What is required »
Rewrite the material below with every "positive clicks" replaced by "foreground clicks", changing nothing else and leaving out the pictures.

Data excerpts »
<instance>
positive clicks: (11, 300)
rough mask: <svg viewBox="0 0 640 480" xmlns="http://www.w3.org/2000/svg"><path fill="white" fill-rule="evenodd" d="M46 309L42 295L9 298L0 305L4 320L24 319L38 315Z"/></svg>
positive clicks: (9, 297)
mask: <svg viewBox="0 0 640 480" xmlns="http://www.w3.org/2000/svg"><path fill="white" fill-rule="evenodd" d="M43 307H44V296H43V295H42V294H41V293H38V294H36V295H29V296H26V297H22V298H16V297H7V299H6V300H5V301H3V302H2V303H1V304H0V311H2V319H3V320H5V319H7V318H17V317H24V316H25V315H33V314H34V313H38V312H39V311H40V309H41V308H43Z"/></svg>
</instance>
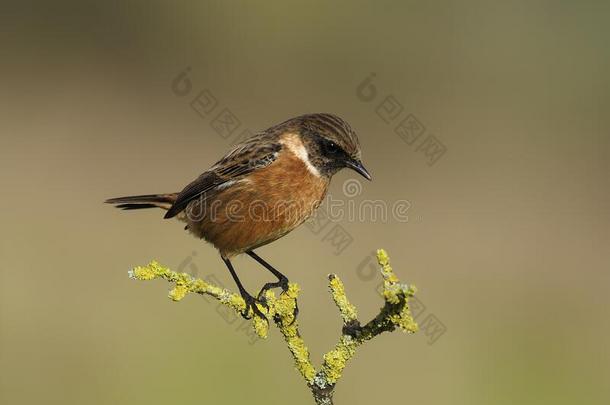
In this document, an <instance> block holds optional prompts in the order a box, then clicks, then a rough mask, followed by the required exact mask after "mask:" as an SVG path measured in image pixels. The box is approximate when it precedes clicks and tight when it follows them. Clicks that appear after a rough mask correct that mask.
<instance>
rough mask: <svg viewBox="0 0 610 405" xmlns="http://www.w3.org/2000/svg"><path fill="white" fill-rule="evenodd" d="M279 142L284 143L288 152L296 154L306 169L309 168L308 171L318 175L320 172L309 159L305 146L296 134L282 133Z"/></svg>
mask: <svg viewBox="0 0 610 405" xmlns="http://www.w3.org/2000/svg"><path fill="white" fill-rule="evenodd" d="M280 143H281V144H282V145H285V146H286V147H287V148H288V150H289V151H290V152H292V153H293V154H294V155H296V157H298V158H299V159H301V161H302V162H303V163H305V166H306V167H307V170H309V172H310V173H311V174H313V175H314V176H316V177H320V172H319V171H318V169H317V168H316V167H315V166H314V165H312V164H311V162H310V161H309V154H308V153H307V149H306V148H305V145H303V142H301V139H299V136H298V135H296V134H287V135H284V136H282V137H281V139H280Z"/></svg>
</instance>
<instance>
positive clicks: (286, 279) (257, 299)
mask: <svg viewBox="0 0 610 405" xmlns="http://www.w3.org/2000/svg"><path fill="white" fill-rule="evenodd" d="M278 287H280V288H281V289H282V294H283V293H285V292H286V291H288V278H286V277H282V278H280V279H279V280H278V281H276V282H273V283H267V284H265V285H264V286H263V288H261V290H260V291H259V293H258V295H257V301H258V302H259V303H260V304H261V305H263V306H264V307H265V308H269V305H268V304H267V291H269V290H270V289H272V288H278ZM298 314H299V305H298V303H297V301H296V300H295V302H294V311H293V313H292V321H291V322H290V324H289V325H288V326H290V325H292V324H293V323H294V321H296V319H297V315H298Z"/></svg>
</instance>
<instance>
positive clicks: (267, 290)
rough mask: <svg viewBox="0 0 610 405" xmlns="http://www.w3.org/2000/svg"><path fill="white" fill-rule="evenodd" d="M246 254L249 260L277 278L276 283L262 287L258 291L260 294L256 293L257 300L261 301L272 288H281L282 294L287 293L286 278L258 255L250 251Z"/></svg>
mask: <svg viewBox="0 0 610 405" xmlns="http://www.w3.org/2000/svg"><path fill="white" fill-rule="evenodd" d="M246 253H247V254H248V256H250V257H251V258H253V259H254V260H256V261H257V262H258V263H260V264H261V265H262V266H263V267H264V268H266V269H267V270H269V271H270V272H271V273H272V274H273V275H274V276H276V277H277V282H274V283H267V284H265V285H264V286H263V288H262V289H261V290H260V292H259V293H258V296H257V297H258V299H259V300H261V298H263V299H264V296H265V293H266V292H267V291H268V290H270V289H272V288H276V287H282V292H286V291H288V277H286V276H285V275H283V274H282V273H280V272H279V271H277V270H276V269H274V268H273V266H271V265H270V264H269V263H267V262H266V261H264V260H263V259H262V258H261V257H260V256H259V255H257V254H256V253H254V252H253V251H252V250H248V251H247V252H246Z"/></svg>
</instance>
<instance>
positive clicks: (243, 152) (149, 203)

Result of the task »
<instance>
foreground clicks: (11, 300)
rough mask: <svg viewBox="0 0 640 480" xmlns="http://www.w3.org/2000/svg"><path fill="white" fill-rule="evenodd" d="M46 309L42 295L9 298L0 305L4 320L24 319L38 315Z"/></svg>
foreground clicks: (9, 297)
mask: <svg viewBox="0 0 640 480" xmlns="http://www.w3.org/2000/svg"><path fill="white" fill-rule="evenodd" d="M43 307H44V296H43V295H42V294H41V293H38V294H36V295H29V296H26V297H22V298H16V297H7V299H6V300H5V301H3V302H2V303H1V304H0V311H2V319H3V320H5V319H7V318H17V317H24V316H25V315H33V314H34V313H38V312H39V311H40V309H41V308H43Z"/></svg>
</instance>
In this document, an <instance> block holds optional prompts in the order a box, then clicks, then a rough mask, followed by the required exact mask after "mask:" as an SVG path measured in image pixels. The box is approximate when it precedes clicks and tight when it follows them. Clicks that appear after a rough mask correct that mask.
<instance>
rough mask: <svg viewBox="0 0 610 405" xmlns="http://www.w3.org/2000/svg"><path fill="white" fill-rule="evenodd" d="M279 142L284 143L288 152L296 154L306 169L309 168L308 171L318 175L320 172L309 159L305 146L296 134L282 133Z"/></svg>
mask: <svg viewBox="0 0 610 405" xmlns="http://www.w3.org/2000/svg"><path fill="white" fill-rule="evenodd" d="M280 143H281V144H282V145H285V146H286V147H287V148H288V150H289V151H290V152H292V153H293V154H294V155H296V157H298V158H299V159H301V161H302V162H303V163H305V166H306V167H307V170H309V172H310V173H311V174H313V175H314V176H316V177H320V172H319V171H318V169H317V168H316V167H315V166H314V165H312V164H311V162H310V161H309V154H308V153H307V149H306V148H305V145H303V142H301V139H299V136H298V135H296V134H287V135H284V136H282V137H281V139H280Z"/></svg>
</instance>
<instance>
foreground clicks: (286, 279) (257, 299)
mask: <svg viewBox="0 0 610 405" xmlns="http://www.w3.org/2000/svg"><path fill="white" fill-rule="evenodd" d="M278 287H280V288H281V289H282V294H283V293H285V292H286V291H288V278H286V277H282V278H280V279H279V280H278V281H276V282H273V283H267V284H265V285H264V286H263V288H261V290H260V291H259V293H258V295H257V301H258V302H259V303H260V304H261V305H263V306H264V307H265V308H269V305H268V304H267V291H269V290H270V289H272V288H278ZM298 314H299V305H298V303H297V301H296V300H295V302H294V311H293V313H292V321H291V322H290V324H289V325H288V326H290V325H292V324H293V323H294V321H296V319H297V315H298Z"/></svg>
</instance>
<instance>
foreground clicks: (267, 290)
rough mask: <svg viewBox="0 0 610 405" xmlns="http://www.w3.org/2000/svg"><path fill="white" fill-rule="evenodd" d="M246 254L249 260L277 278L276 283L262 287L258 291L260 294L256 293L257 300L261 301L272 288H281L282 294L287 293L286 278L258 255L250 251Z"/></svg>
mask: <svg viewBox="0 0 610 405" xmlns="http://www.w3.org/2000/svg"><path fill="white" fill-rule="evenodd" d="M246 253H247V254H248V256H250V257H251V258H253V259H254V260H256V261H257V262H258V263H260V264H261V265H262V266H263V267H264V268H266V269H267V270H269V271H270V272H271V273H272V274H273V275H274V276H276V277H277V282H274V283H267V284H265V285H264V286H263V288H262V289H261V290H260V292H259V293H258V296H257V297H258V299H259V300H261V298H263V299H264V296H265V293H266V292H267V291H268V290H270V289H272V288H276V287H282V292H286V291H288V277H286V276H285V275H283V274H282V273H280V272H279V271H277V270H276V269H274V268H273V266H271V265H270V264H269V263H267V262H266V261H264V260H263V259H262V258H261V257H260V256H259V255H257V254H256V253H254V252H253V251H252V250H248V251H247V252H246Z"/></svg>
</instance>
<instance>
foreground clicks: (243, 152) (149, 203)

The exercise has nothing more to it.